* START *

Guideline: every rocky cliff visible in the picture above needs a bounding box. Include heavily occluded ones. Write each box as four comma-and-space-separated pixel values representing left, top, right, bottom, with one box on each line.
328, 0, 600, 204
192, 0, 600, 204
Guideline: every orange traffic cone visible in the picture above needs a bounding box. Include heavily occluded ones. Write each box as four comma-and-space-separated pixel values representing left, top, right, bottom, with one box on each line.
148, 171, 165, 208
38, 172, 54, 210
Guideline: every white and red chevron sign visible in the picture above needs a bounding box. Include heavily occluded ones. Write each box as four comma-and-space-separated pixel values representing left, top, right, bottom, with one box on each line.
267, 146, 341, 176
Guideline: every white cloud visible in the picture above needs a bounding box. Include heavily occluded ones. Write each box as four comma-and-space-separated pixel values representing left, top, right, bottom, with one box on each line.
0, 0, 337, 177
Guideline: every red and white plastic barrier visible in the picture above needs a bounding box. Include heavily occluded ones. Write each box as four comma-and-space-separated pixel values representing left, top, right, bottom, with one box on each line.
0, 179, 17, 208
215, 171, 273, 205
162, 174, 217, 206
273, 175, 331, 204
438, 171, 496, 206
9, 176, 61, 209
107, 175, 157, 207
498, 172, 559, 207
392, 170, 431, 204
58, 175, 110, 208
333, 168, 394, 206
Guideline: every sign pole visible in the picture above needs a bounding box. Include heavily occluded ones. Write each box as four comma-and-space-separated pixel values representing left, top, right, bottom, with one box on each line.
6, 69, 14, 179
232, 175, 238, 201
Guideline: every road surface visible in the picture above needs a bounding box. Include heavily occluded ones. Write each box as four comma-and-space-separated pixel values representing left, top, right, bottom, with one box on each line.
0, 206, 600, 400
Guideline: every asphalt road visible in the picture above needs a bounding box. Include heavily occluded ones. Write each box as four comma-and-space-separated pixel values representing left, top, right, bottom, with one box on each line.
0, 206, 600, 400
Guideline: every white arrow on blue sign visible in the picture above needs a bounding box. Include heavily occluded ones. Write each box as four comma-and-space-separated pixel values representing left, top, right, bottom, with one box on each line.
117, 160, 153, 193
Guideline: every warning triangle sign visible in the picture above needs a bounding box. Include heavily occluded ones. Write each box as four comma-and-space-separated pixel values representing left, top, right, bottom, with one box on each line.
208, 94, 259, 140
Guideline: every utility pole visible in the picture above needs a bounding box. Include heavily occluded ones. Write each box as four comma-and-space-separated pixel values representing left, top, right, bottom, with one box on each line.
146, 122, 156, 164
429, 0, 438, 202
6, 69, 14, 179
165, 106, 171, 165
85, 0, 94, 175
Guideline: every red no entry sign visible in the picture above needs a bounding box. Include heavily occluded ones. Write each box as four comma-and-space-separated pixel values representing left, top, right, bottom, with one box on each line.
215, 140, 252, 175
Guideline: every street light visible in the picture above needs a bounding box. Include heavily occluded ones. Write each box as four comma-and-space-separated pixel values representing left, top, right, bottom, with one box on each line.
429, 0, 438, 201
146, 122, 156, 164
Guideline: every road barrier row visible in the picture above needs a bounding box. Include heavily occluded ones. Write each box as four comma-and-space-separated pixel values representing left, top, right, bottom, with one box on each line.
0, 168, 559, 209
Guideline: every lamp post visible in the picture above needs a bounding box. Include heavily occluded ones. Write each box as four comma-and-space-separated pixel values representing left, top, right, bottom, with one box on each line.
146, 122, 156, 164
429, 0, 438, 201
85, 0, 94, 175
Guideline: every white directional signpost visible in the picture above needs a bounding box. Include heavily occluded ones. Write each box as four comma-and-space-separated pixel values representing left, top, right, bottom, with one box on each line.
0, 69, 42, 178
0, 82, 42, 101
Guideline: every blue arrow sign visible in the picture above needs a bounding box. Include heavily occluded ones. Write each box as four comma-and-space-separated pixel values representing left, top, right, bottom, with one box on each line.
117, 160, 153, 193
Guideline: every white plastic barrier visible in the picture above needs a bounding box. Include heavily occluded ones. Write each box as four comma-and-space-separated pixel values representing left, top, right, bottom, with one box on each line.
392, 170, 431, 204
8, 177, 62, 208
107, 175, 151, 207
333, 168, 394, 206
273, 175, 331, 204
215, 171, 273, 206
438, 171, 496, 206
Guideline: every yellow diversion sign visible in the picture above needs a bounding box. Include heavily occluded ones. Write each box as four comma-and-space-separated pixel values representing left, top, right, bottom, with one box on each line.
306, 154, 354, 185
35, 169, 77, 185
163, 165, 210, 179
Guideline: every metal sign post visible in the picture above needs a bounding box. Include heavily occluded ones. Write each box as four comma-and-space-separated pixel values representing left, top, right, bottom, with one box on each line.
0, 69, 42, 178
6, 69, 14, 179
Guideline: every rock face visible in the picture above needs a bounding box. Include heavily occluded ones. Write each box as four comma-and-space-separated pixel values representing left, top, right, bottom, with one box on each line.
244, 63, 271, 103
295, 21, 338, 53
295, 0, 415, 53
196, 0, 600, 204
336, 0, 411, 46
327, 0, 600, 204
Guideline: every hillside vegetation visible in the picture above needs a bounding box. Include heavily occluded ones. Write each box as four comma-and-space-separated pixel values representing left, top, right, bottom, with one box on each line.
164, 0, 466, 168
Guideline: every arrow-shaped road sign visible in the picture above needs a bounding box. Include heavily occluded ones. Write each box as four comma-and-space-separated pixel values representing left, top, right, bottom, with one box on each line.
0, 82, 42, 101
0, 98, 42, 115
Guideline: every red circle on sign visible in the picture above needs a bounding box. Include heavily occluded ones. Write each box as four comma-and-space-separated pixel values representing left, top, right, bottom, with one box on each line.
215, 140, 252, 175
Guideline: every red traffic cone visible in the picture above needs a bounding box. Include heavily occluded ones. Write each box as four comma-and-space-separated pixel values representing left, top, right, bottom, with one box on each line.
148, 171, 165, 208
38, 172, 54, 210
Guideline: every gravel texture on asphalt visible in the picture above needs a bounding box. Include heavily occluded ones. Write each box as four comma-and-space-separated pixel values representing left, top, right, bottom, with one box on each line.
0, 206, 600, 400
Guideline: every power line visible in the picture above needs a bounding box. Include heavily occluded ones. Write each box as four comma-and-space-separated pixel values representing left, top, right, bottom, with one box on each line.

* END *

AIM OF THE TASK – Give the material above again, word for word.

FINAL RESULT –
Guideline: every rocky cliff visible in the picture above needs a bounding box. Include heavily occluded ones. Write each box as four comma-and-space-separated pixel values representing left, top, right, bottom, with one box on each line.
328, 0, 600, 204
192, 0, 600, 204
Guideline: every orange traffic cone visible in the picture above needs a bounding box. Include heavily occluded ones. Write each box as four comma-and-space-separated pixel values representing left, top, right, bottom, with one box on each line.
148, 171, 165, 208
38, 172, 54, 210
Guideline: every white and red chevron sign visible in the picture above needs a bounding box. Include heavily occluded ones. Write each box as four comma-and-space-separated pixel values representing left, top, right, bottom, with one box on each line.
267, 146, 341, 176
Guideline: every white cloud visible in the picture above needs a bounding box. Include heavily occluded ones. Write each box as four comma-and-space-separated pixel values representing left, top, right, bottom, with one box on each line.
0, 0, 337, 177
Guideline: every red and white plastic barrier visible in the picture above needs a bounding box. Include heavily occluded ones. Write each box as four comma-and-space-separated pixel values representing left, top, right, bottom, with one box on each line.
0, 179, 17, 208
215, 171, 273, 205
162, 174, 217, 206
273, 175, 331, 204
438, 171, 496, 206
9, 176, 61, 209
107, 175, 157, 207
498, 172, 559, 207
392, 170, 431, 204
58, 175, 110, 208
333, 168, 394, 206
Guideline: every sign pole visible in the picture above needs a bounding box. Include heavily occluded ones. Write each box as four comma-and-space-separated pixel values representing left, top, right, bottom, with one box on each line.
6, 69, 14, 179
232, 175, 238, 201
Guideline: every road surface visible in the picture above needs a bounding box. Include heavily occluded ones. Write each box as four comma-and-space-separated pixel values representing left, top, right, bottom, with one box on each line.
0, 206, 600, 400
Guideline: every asphalt road visible in the picture above needs a bounding box. Include heavily occluded ones. Write each box as four comma-and-space-separated pixel values representing left, top, right, bottom, with one box on each line.
0, 206, 600, 400
Guideline: every white arrow on blue sign visible in the picture above needs a bounding box. Include heavily occluded ones. Write each box as four comma-and-space-separated pixel values representing left, top, right, bottom, with one box on each line.
117, 160, 153, 193
Guideline: every warning triangle sign visible in the picture above needs a bounding box. Include heavily occluded ones. Write each box as four comma-and-space-separated pixel values representing left, top, right, bottom, with one box on each line.
208, 94, 259, 140
Guideline: every utility pole visible in the picture above needs a bounding box. Include heavily occluded ones. Write each box as four comma-and-space-separated pixel values representing left, top, right, bottom, with one box on each line.
146, 122, 156, 164
429, 0, 438, 202
6, 69, 14, 179
165, 106, 171, 165
85, 0, 94, 175
Guideline: every red no entry sign visible in the picture above needs a bounding box. Include heavily occluded ones. Write each box as four comma-and-space-separated pixel values representing left, top, right, bottom, with one box on each line.
215, 140, 252, 175
Guideline: every street light visible in the picture above needs a bounding box. Include heavily occluded ones. Write each box as four comma-and-space-separated pixel values representing left, top, right, bottom, with one box on each line.
429, 0, 438, 201
146, 122, 156, 164
Guideline: every road barrier row visible in the picture above needs a bounding box. Include heavily occluded ones. Write each box as four comma-and-space-separated pixel values representing left, top, right, bottom, with one box on each line.
0, 168, 559, 209
Guideline: every lamp post visible in the picture above needs a bounding box. Include heavily occluded ones. Write each box as four comma-and-space-separated pixel values representing left, top, right, bottom, with one box on each line.
146, 122, 156, 164
429, 0, 438, 201
85, 0, 94, 175
Guideline: every white directional signpost visible in the picture above needs a bounding box. Include heavily occluded ones. Write each box as four comma-and-space-separated pixel values representing left, top, right, bottom, with one box on each line.
0, 69, 42, 178
0, 82, 42, 101
Guideline: every blue arrow sign visible in the picture above needs a bounding box. Include heavily occluded ones. Write each box as four comma-and-space-separated pixel values representing left, top, right, bottom, with one box on each line.
117, 160, 153, 193
Guideline: every white plastic barrier visible in the picture above needs a bounding box. Include heavily occluded ones. Write each box as four comma-and-space-separated pixel values representing left, top, right, bottom, with one box on each line.
392, 170, 431, 204
8, 177, 62, 208
107, 175, 151, 207
333, 168, 394, 206
273, 175, 331, 204
215, 171, 273, 206
438, 171, 496, 206
Guideline: every yellow diversion sign visible in the picture above needs a bounding box. Include heavily occluded ones. Write each box as four comma-and-space-separated pixel values representing left, top, right, bottom, with one box on each line.
306, 154, 354, 185
35, 169, 77, 185
163, 165, 210, 179
Guideline: every metal sign post visible in the picture above needs a bounding box. Include heavily occluded ones. Write each box as four comma-and-space-separated pixel values representing left, top, right, bottom, with one box on each line.
0, 69, 42, 178
6, 69, 14, 179
Guideline: every rock face visible in the picture above needs a bounding box. Include heavily occluded ones. Write each box as four comma-and-space-separated pixel values representing left, top, right, bottom, with one box on each line.
244, 63, 271, 103
295, 21, 338, 53
295, 0, 415, 53
196, 0, 600, 204
336, 0, 411, 46
327, 0, 600, 204
Guideline: every hillside vegetation visible in the picture above needs a bounding box. Include heavily occluded ones. Write each box as four comma-and-space-separated pixel values representing left, top, right, bottom, with one box on each line.
164, 0, 466, 168
Guideline: every arrow-shaped road sign visible in the picture above needs a bounding box. Include heavily occluded ones. Write each box as four comma-and-space-separated pixel values representing left, top, right, bottom, with one box on each line.
0, 82, 42, 101
0, 98, 42, 115
Guideline: every red circle on sign visible in the picture above needs a bounding box. Include heavily occluded ones. Write each box as four comma-and-space-separated pixel values representing left, top, right, bottom, with one box on each line.
215, 140, 252, 175
Guideline: every red traffic cone visible in the picture above needs a bounding box. Include heavily occluded ones. Write each box as four comma-and-space-separated pixel values representing left, top, right, bottom, with one box on each line.
148, 171, 165, 208
38, 172, 54, 210
Guideline: every gravel texture on asphalt visible in the picture above needs a bounding box. Include heavily occluded ones. Write each box as four comma-and-space-separated pixel values representing left, top, right, bottom, with one box on each line.
0, 206, 600, 400
Guideline: every power line visible in the picture above needs a bounding box. Include heavily occluded ones. Write each box as four comma-and-space-separated pixel values representing left, top, right, bottom, with one box on each line.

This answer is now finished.